▸ **Work request**
Establish the number of lines below that contain the string "bird". State that number alone.

[Data items]
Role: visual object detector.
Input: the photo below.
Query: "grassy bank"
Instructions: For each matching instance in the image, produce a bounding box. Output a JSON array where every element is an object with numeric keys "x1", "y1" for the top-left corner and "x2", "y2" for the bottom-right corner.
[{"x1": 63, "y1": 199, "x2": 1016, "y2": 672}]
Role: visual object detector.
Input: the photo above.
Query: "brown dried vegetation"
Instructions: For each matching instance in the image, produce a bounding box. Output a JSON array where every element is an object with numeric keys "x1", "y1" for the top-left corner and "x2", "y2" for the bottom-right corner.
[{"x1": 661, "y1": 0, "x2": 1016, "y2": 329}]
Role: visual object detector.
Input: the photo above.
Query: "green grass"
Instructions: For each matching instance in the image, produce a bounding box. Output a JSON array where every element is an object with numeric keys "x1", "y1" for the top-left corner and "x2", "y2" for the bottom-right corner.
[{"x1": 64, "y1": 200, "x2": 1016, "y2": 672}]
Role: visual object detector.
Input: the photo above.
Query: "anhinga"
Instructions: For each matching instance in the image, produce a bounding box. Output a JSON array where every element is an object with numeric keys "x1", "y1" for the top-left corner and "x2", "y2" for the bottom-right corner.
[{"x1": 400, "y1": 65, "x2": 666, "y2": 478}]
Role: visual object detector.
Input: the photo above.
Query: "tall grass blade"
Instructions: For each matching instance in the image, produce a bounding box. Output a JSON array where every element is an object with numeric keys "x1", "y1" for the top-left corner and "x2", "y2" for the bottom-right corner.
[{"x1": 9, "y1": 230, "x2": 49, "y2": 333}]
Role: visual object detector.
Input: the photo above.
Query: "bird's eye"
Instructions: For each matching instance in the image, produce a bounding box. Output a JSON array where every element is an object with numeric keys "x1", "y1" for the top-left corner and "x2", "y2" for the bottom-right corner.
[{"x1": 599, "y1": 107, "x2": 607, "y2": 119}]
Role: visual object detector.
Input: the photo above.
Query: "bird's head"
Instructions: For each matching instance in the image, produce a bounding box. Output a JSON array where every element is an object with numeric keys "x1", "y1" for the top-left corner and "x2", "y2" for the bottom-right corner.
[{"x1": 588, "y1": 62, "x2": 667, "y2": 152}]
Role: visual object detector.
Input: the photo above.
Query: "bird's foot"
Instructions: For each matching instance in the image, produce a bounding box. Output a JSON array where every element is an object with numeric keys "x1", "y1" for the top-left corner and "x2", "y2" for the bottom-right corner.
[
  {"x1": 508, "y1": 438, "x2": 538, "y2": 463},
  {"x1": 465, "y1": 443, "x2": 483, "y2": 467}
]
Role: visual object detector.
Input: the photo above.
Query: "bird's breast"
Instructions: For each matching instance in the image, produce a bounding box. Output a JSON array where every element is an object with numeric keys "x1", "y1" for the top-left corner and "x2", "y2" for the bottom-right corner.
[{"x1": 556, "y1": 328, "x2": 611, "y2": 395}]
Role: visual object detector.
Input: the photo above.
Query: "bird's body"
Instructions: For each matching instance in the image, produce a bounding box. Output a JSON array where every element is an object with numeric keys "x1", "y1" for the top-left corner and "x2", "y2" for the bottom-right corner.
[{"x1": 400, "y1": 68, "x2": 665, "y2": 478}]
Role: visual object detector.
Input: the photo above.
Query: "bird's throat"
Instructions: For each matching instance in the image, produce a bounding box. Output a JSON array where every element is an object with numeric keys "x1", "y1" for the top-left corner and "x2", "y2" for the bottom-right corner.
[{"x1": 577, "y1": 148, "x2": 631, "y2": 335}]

▸ **Your response**
6